• **WHAT NEEDS TO BE DONE**
Where does "instance" appear in the data? Return each line that holds it.

• **DATA FOR PROCESSING**
★ ★ ★ ★ ★

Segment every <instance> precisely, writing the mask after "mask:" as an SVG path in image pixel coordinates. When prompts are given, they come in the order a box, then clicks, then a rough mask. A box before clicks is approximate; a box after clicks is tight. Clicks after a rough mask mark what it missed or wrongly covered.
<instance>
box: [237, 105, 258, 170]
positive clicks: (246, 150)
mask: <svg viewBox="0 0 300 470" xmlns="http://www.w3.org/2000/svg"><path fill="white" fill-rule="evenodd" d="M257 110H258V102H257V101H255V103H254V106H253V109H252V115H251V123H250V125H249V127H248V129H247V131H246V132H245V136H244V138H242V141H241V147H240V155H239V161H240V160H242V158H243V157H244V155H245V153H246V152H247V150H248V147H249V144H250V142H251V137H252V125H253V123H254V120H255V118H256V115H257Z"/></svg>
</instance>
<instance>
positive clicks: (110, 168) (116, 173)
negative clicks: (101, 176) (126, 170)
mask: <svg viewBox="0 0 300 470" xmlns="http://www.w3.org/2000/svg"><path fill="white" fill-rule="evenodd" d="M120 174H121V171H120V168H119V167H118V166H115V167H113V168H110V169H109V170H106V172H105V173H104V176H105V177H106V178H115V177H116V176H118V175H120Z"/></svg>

★ ★ ★ ★ ★

• **SOLUTION FOR THIS TASK**
Segment every <instance> precisely, writing the mask after "mask:" as an SVG path in image pixel coordinates. When prompts are given, they come in the order a box, then clicks, then a rough mask. A box before clicks is approximate; a box after clicks is tight. Clicks after a rough mask mark what it missed or wrongly covered.
<instance>
</instance>
<instance>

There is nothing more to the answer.